**Directive 1:**
Decide whether each statement agrees with the Gaussian Processes text. For each, answer yes or no and quote the words of the text that settle it.
(a) In a Gaussian Process, uncertainty shrinks away from observed data.
(b) The deepuq GP family includes deep kernel learning.
(c) Observation noise cannot be modeled explicitly in GP methods.
**Directive 2:**
Write the next part of the Gaussian Processes text, starting right after its final sentence.

* START Selected extract *

Gaussian Processes¶

deepuq exposes Gaussian Process methods through GaussianProcessRegressor, SparseGaussianProcessRegressor, GaussianProcessClassifier, OneVsRestGaussianProcessClassifier, HeteroscedasticGaussianProcessRegressor, MultiTaskGaussianProcessRegressor, SpectralMixtureGaussianProcessRegressor, and DeepKernelGaussianProcessRegressor.

1) Motivation¶

Gaussian Processes place a Bayesian prior directly over functions, which makes them a strong baseline when the goal is not only prediction accuracy but also calibrated uncertainty. Instead of fitting one function and treating it as certain, the model infers a posterior distribution over plausible latent functions after observing the dataset.

This is why GP methods remain important in uncertainty quantification:

uncertainty grows naturally away from observed data,
observation noise can be modeled explicitly,
posterior covariance reveals coupling across inputs and tasks,
kernel design gives direct control over smoothness, periodicity, and shared structure.

In deepuq, the GP family covers exact regression, sparse variational regression, GP classification, heteroscedastic regression, multi-task ICM, spectral mixture kernels, and deep kernel learning.

* END Selected extract *
* START Given data *

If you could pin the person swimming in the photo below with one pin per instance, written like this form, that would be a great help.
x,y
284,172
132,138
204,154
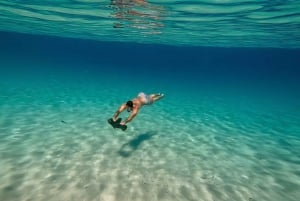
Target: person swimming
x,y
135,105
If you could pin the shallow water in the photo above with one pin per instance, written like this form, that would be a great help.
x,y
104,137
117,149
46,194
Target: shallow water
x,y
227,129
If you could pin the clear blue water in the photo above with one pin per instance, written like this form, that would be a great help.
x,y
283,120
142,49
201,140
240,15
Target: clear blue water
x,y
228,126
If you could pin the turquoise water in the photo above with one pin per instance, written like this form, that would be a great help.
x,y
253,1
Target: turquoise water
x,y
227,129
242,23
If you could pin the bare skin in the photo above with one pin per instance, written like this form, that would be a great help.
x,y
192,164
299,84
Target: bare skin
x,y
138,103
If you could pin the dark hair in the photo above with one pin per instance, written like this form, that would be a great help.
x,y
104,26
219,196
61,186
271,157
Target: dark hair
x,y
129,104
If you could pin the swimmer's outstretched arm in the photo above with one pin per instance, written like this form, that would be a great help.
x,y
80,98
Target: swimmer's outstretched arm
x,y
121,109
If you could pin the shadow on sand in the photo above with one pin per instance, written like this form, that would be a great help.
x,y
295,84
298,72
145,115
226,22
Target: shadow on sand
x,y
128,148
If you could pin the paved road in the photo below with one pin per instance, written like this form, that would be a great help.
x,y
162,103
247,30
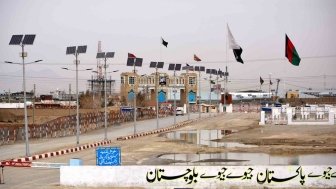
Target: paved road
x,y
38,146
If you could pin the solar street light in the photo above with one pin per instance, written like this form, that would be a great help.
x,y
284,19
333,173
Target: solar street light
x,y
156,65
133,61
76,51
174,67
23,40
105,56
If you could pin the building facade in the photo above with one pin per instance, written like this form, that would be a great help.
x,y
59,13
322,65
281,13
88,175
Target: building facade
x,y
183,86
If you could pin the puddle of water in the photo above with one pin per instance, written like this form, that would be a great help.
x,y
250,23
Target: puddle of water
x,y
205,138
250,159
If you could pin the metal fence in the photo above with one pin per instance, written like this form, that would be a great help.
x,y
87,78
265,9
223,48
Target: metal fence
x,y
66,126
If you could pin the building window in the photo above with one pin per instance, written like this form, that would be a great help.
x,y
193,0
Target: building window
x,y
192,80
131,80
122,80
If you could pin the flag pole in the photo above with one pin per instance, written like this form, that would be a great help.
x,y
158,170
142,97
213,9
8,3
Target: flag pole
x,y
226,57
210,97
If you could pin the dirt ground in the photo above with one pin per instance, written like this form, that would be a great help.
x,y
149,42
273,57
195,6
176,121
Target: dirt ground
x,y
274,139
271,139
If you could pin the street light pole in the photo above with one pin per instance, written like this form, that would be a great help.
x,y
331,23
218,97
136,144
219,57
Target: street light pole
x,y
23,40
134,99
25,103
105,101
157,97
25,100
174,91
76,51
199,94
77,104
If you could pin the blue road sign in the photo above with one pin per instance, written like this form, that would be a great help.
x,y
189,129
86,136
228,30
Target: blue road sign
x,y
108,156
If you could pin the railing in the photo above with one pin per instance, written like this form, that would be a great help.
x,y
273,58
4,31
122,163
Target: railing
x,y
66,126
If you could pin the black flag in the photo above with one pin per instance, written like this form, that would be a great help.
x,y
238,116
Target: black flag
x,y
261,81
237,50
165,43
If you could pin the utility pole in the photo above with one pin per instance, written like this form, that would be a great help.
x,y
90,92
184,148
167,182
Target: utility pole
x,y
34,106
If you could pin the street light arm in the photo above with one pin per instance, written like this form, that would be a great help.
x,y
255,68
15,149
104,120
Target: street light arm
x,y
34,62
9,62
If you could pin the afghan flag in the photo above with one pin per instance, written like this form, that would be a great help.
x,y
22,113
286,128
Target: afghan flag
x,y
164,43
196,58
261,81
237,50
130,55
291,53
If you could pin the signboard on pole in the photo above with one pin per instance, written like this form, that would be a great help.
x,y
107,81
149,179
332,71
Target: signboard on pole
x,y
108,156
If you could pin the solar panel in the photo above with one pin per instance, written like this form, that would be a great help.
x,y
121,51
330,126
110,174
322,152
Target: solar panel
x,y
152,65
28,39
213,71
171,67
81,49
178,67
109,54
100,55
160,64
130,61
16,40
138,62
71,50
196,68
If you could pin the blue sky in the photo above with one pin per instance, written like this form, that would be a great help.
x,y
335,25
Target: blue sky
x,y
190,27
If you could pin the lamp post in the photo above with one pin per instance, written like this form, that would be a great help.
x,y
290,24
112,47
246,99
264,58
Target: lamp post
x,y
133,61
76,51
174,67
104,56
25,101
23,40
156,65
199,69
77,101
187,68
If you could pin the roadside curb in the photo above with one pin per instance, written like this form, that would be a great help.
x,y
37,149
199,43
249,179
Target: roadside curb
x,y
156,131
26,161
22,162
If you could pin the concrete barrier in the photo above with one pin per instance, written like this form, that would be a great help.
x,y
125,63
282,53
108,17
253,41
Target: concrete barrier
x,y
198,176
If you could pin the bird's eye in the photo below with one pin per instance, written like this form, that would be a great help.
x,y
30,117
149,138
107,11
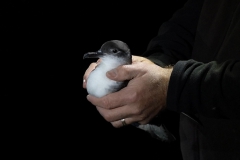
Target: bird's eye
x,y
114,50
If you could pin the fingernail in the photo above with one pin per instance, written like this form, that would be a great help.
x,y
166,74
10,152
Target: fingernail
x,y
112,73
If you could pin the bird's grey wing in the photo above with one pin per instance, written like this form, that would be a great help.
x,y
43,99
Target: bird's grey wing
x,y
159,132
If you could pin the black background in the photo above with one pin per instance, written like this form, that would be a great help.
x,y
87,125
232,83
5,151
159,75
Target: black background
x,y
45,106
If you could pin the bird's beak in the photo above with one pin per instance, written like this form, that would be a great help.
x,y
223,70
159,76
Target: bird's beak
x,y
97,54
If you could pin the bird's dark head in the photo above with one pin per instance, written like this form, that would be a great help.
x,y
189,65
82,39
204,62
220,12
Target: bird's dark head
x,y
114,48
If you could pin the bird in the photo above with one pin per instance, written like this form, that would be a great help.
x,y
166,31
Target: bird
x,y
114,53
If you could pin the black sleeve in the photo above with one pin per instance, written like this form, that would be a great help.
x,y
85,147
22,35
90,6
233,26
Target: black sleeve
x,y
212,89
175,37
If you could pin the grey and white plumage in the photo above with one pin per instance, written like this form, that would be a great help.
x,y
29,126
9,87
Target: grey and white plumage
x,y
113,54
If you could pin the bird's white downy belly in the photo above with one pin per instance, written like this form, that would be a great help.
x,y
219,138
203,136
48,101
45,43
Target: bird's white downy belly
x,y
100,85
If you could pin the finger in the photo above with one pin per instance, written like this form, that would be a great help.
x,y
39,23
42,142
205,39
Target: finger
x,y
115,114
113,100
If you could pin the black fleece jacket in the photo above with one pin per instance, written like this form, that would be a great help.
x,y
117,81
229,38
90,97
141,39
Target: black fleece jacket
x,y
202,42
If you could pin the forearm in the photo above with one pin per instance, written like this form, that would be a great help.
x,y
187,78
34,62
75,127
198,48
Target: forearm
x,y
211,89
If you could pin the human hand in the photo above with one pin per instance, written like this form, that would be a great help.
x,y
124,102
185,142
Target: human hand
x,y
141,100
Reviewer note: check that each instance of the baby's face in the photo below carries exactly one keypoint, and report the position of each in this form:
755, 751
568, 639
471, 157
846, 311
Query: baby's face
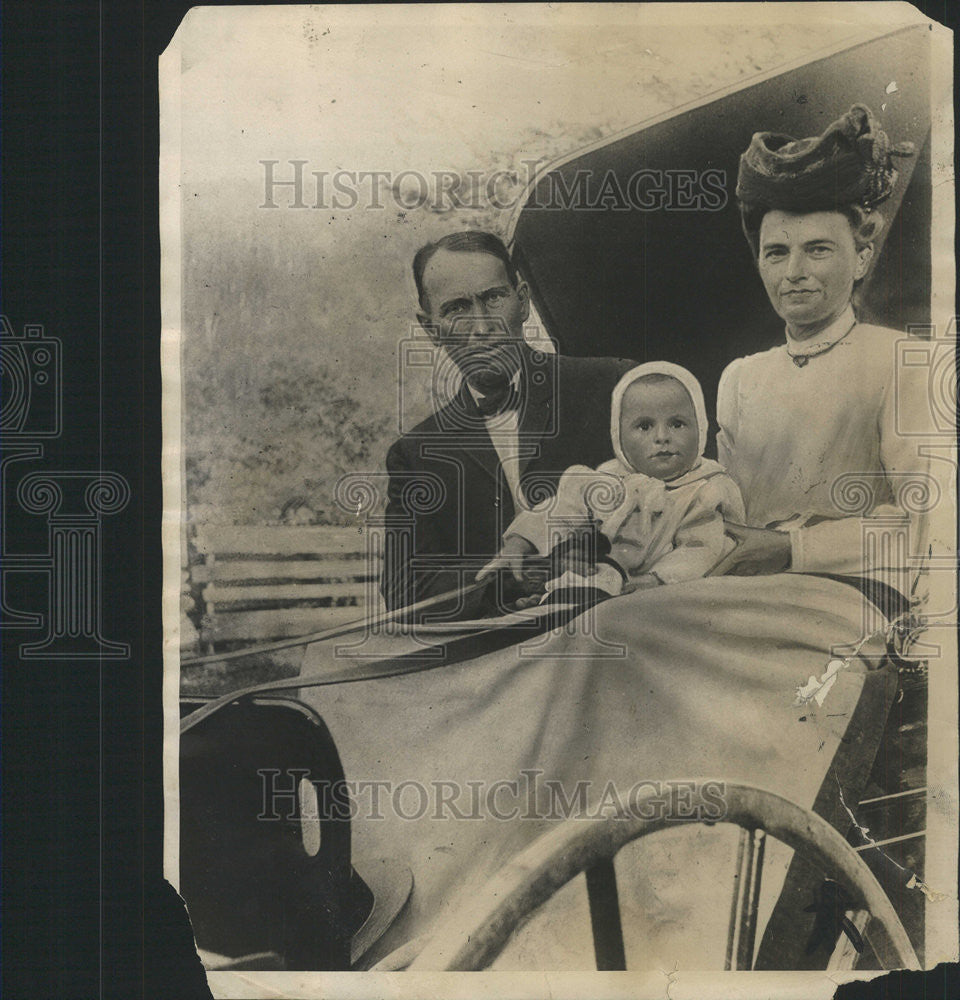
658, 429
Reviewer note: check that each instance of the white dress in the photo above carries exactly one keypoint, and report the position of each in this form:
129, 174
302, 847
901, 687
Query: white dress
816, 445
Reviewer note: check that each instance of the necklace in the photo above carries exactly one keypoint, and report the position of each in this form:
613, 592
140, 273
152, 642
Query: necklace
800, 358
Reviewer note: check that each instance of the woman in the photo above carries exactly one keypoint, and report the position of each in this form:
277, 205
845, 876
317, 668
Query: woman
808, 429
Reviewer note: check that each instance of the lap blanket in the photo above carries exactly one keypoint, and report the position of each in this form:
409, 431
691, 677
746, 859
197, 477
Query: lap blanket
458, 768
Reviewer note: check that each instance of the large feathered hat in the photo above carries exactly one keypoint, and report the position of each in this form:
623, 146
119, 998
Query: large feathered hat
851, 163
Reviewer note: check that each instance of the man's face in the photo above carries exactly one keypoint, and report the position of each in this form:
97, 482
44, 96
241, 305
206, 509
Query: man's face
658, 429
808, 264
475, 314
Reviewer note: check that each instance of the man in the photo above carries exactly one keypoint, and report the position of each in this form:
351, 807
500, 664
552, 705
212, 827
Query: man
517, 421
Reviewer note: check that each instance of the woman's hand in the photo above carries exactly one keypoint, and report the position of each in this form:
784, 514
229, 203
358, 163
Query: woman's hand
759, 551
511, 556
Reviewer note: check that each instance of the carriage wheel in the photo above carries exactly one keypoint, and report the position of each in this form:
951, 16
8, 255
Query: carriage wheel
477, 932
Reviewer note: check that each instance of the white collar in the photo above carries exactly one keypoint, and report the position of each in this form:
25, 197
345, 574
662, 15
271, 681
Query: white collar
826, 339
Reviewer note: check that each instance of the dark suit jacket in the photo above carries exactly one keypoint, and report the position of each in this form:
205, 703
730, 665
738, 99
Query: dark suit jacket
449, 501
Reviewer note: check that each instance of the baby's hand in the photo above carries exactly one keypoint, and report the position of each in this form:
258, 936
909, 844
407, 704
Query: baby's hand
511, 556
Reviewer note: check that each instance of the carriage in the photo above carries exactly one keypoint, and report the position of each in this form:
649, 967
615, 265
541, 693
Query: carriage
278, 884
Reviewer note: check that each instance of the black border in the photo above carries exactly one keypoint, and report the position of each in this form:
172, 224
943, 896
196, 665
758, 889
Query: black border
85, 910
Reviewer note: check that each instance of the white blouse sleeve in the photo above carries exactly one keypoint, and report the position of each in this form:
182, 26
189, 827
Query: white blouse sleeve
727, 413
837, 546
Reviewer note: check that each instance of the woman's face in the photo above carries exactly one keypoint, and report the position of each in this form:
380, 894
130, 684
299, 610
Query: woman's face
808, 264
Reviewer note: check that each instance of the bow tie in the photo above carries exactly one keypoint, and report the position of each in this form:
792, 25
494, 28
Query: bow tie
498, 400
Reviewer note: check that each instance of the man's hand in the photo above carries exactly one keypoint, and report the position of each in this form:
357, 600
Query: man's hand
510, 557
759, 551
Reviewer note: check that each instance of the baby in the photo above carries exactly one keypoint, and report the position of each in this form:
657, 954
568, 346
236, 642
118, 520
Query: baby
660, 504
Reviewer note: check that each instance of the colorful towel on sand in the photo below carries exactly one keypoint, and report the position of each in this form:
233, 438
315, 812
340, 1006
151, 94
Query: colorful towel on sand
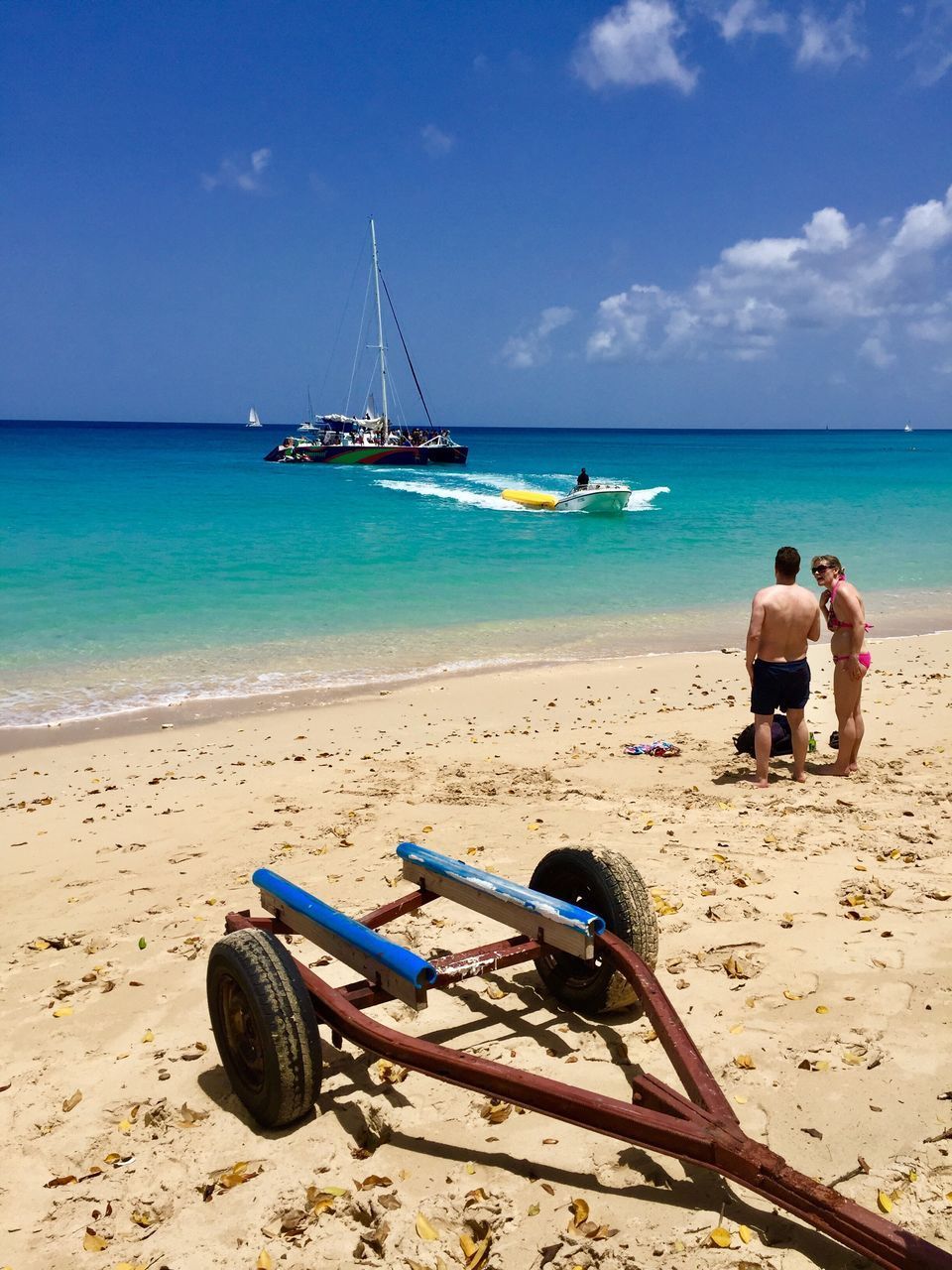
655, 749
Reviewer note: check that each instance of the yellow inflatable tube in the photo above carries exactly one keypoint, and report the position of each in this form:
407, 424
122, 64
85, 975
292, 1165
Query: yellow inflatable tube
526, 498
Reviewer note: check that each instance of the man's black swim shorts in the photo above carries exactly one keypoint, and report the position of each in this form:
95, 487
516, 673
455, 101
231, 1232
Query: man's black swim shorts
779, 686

* END Given data *

**Written reply 1:**
(a) No: "uncertainty grows naturally away from observed data"
(b) Yes: "spectral mixture kernels, and deep kernel learning"
(c) No: "observation noise can be modeled explicitly"

**Written reply 2:**
2) What Uncertainty Is Quantified¶

For regression, Gaussian Processes quantify posterior uncertainty in the latent function and, when the observation model includes noise, aleatoric uncertainty in the measurements.

With the standard regression model,

\[ y_i = f(x_i) + \varepsilon_i, \qquad \varepsilon_i \sim \mathcal{N}(0,\sigma_n^2), \]

the predictive variance decomposes as

\[ \mathrm{Var}[y_* \mid x_*, \mathcal{D}] = \mathrm{Var}[f_* \mid x_*, \mathcal{D}] + \sigma_n^2. \]

For classification, the main quantity is the predictive class probability. In the binary setting,

\[ p(y_* = 1 \mid x_*, \mathcal{D}) = \int p(y_* = 1 \mid f_*) \, p(f_* \mid x_*, \mathcal{D}) \, df_*. \]

So the regression models quantify both latent uncertainty and noise structure, while the classification models quantify uncertainty in the class-probability surface, especially near boundaries and away from training support.

3) Mathematical Setup / Notation¶

Throughout this page, let

\[ \mathcal{D} = \{(x_i,y_i)\}_{i=1}^{N}, \qquad X = [x_1,\ldots,x_N]^{\top}, \qquad y = [y_1,\ldots,y_N]^{\top}. \]

Kernel matrices follow the standard GP notation:

\[ K_{XX} = k(X,X), \qquad K_{*X} = k(X_*,X), \qquad K_{X*} = K_{*X}^{\top}, \qquad K_{**} = k(X_*,X_*). \]

Additional symbols used below:

\(f\) is the latent function,
\(u = f(Z)\) are inducing variables at inducing inputs \(Z\),
\(\sigma_n^2\) is homoscedastic observation-noise variance,
\(\sigma_n^2(x)\) is input-dependent noise variance,
\(B\) is the task covariance matrix in the intrinsic coregionalization model,
\(\phi_{\psi}\) is a trainable feature extractor in deep kernel learning.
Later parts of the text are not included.